[Referring expression data]
== == ==

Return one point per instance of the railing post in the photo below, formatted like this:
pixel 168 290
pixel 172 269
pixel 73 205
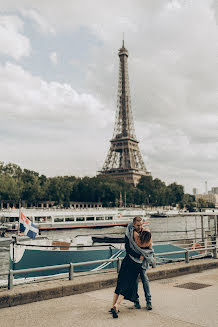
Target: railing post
pixel 215 253
pixel 154 262
pixel 10 280
pixel 118 264
pixel 186 257
pixel 71 271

== == ==

* _PROBLEM STATEMENT_: Will you set down the records word for word while leaving out every picture?

* _ANSWER BOX_:
Return one point per instance of the railing post in the photo below, formatted like this:
pixel 168 290
pixel 172 269
pixel 73 205
Target: railing post
pixel 215 253
pixel 154 262
pixel 10 280
pixel 118 264
pixel 186 257
pixel 71 271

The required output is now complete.